#### What you need to do
Write out the lines starting at the one that holds "Retail shelf audit — identify every drawer" and ending with the final line of the data, exactly and with no others.

#### Record set
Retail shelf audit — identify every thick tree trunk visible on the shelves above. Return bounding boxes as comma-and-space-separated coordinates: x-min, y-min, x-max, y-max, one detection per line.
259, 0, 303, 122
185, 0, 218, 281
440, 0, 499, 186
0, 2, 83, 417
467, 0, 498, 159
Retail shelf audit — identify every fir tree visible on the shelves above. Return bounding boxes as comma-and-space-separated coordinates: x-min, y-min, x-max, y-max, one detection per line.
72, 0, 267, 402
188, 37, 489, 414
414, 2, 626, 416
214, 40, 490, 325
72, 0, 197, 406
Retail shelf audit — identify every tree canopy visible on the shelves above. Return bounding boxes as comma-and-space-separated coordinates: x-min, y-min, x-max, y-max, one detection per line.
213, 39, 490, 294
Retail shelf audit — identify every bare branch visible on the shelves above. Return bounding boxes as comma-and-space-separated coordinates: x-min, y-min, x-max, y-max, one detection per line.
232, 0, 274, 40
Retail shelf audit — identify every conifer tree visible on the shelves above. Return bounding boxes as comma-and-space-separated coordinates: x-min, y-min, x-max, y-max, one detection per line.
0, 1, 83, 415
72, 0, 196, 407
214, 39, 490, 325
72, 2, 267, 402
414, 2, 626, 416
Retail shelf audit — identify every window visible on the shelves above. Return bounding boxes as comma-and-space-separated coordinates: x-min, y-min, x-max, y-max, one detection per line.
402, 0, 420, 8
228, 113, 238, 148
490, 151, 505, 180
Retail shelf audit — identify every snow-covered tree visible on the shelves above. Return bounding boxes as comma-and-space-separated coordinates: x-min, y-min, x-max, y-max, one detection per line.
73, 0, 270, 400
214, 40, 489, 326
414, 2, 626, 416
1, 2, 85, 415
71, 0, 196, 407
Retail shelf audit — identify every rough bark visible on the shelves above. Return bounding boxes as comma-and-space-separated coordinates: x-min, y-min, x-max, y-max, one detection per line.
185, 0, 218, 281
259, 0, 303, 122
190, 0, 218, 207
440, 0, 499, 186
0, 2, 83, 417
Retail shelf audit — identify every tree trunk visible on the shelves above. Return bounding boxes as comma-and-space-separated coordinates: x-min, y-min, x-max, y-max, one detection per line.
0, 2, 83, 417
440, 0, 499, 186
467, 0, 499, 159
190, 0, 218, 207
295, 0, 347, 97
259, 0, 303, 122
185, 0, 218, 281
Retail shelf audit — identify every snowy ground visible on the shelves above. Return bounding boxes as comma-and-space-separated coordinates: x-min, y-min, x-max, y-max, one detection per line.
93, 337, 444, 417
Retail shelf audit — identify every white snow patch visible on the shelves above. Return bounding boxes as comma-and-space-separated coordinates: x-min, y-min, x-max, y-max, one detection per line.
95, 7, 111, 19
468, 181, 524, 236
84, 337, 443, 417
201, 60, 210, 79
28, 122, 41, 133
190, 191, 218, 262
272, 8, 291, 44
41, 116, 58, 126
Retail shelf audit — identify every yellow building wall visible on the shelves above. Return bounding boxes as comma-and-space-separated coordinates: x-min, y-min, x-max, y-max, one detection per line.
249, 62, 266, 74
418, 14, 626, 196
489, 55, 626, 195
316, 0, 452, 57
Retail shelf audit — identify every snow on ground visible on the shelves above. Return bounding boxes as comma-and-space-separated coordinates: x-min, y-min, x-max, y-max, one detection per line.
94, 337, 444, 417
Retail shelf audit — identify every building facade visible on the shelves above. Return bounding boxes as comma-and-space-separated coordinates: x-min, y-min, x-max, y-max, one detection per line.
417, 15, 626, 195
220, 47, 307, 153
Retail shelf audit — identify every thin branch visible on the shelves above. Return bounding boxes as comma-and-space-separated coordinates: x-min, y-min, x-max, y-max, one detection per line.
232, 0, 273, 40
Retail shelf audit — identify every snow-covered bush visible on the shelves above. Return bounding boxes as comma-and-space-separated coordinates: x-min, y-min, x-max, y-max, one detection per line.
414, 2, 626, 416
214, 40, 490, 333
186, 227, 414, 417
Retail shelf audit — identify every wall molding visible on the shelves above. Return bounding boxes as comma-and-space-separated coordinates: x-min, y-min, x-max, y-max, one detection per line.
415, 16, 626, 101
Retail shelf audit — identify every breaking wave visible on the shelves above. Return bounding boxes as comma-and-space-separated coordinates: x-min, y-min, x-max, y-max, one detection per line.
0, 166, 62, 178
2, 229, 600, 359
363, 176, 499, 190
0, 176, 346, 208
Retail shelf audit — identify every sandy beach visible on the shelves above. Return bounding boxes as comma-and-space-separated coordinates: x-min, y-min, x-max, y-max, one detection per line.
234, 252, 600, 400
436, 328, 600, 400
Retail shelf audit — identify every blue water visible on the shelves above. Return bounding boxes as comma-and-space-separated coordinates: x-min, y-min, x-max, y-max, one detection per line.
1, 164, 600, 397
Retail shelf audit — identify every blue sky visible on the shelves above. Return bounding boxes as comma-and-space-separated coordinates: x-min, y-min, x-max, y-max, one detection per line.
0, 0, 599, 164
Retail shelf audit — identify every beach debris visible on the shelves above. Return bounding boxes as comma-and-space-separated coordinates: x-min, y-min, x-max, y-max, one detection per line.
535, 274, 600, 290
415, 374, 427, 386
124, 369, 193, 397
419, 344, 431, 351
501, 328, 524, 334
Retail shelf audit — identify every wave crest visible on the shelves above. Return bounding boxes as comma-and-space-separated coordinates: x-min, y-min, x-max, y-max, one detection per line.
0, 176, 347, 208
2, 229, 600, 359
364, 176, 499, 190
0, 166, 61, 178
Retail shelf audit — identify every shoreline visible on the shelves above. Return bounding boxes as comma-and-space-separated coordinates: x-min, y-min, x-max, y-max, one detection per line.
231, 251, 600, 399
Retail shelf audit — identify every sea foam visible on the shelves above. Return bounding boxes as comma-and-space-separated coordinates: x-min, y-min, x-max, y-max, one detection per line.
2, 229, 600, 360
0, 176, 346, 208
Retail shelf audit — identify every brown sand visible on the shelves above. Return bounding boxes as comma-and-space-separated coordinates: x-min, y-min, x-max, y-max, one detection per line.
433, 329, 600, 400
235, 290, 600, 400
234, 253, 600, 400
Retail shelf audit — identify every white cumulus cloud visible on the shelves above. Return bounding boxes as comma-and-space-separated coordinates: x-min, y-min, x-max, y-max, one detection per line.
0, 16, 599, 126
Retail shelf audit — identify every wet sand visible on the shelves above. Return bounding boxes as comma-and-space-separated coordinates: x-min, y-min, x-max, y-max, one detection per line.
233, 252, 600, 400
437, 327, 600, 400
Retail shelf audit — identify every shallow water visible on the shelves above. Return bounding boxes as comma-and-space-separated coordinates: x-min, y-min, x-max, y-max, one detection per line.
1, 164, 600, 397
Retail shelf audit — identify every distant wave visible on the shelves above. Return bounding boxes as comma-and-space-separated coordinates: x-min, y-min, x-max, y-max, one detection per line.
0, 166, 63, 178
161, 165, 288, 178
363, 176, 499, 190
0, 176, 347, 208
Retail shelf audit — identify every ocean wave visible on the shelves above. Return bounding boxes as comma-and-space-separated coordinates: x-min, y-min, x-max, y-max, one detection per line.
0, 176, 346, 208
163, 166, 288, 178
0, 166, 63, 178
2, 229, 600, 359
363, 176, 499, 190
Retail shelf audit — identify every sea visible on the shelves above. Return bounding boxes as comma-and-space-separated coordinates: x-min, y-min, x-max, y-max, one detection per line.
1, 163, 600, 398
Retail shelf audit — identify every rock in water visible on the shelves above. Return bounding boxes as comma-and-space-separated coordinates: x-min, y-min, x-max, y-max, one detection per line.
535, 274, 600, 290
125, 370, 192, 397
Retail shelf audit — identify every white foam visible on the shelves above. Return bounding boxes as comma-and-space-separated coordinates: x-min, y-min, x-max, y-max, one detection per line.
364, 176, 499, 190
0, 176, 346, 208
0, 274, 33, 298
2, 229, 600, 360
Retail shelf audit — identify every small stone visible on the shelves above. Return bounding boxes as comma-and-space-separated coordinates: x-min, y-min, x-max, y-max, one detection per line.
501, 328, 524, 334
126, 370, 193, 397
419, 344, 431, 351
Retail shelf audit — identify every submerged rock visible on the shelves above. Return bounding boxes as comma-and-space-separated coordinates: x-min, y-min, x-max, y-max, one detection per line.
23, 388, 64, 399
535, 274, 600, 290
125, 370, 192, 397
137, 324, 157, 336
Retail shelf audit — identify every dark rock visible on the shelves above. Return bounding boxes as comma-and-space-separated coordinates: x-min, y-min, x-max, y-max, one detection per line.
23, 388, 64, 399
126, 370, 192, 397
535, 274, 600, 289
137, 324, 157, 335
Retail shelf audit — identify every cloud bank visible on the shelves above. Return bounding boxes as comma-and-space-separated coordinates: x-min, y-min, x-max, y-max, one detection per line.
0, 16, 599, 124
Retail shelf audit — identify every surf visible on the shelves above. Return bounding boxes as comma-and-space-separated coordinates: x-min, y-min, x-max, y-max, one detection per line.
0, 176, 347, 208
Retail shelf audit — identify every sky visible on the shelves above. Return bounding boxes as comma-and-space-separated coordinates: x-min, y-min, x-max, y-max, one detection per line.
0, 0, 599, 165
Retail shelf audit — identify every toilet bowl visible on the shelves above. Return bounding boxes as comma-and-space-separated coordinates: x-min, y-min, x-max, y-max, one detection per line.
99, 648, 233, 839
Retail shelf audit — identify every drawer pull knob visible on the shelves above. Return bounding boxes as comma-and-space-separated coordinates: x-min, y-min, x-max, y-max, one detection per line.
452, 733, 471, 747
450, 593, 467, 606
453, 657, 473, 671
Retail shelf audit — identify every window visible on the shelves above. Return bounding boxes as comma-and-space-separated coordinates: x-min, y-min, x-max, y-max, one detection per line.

#### Response area
Retail shelf audit — identify every drawer pull knob visible on the shelves above. Return bounding boxes as comma-and-space-separated coordinates: x-min, y-min, x-max, y-max, one detection per line.
452, 733, 471, 747
450, 593, 467, 606
453, 657, 473, 671
Retail shelf audit — identify every window visible on the shelves above. Return bounding boxes as comma-and-space-separated coordinates: x-min, y-min, x-max, y-max, one detection per line.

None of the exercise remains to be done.